- EXERCISE INSTRUCTIONS: Rewrite the material below with "whereabouts" swapped for "location" everywhere and nothing else changed. Leave out the pictures.

- PROVIDED MATERIAL:

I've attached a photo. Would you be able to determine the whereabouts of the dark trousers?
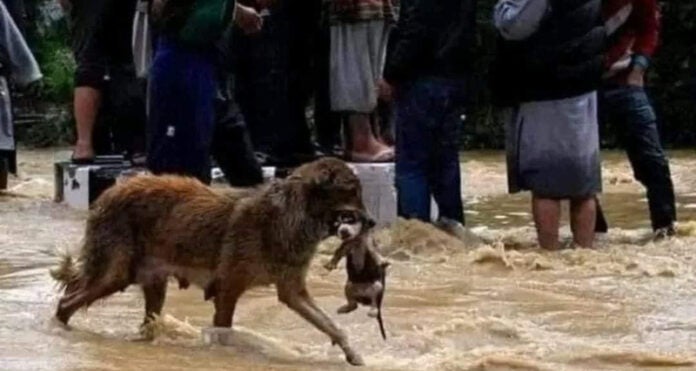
[395,79,464,223]
[211,79,263,187]
[600,85,677,229]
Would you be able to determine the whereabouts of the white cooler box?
[348,163,437,227]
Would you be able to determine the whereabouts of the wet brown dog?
[53,159,365,365]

- THE ANSWER:
I've attached a photo. Would you be able to determine the location of the dark trousers?
[395,79,464,223]
[211,79,263,187]
[600,85,677,229]
Would you be able to determine the location of the white cooler box?
[348,163,437,227]
Would you be able to determine the location of the wet brown dog?
[53,159,365,365]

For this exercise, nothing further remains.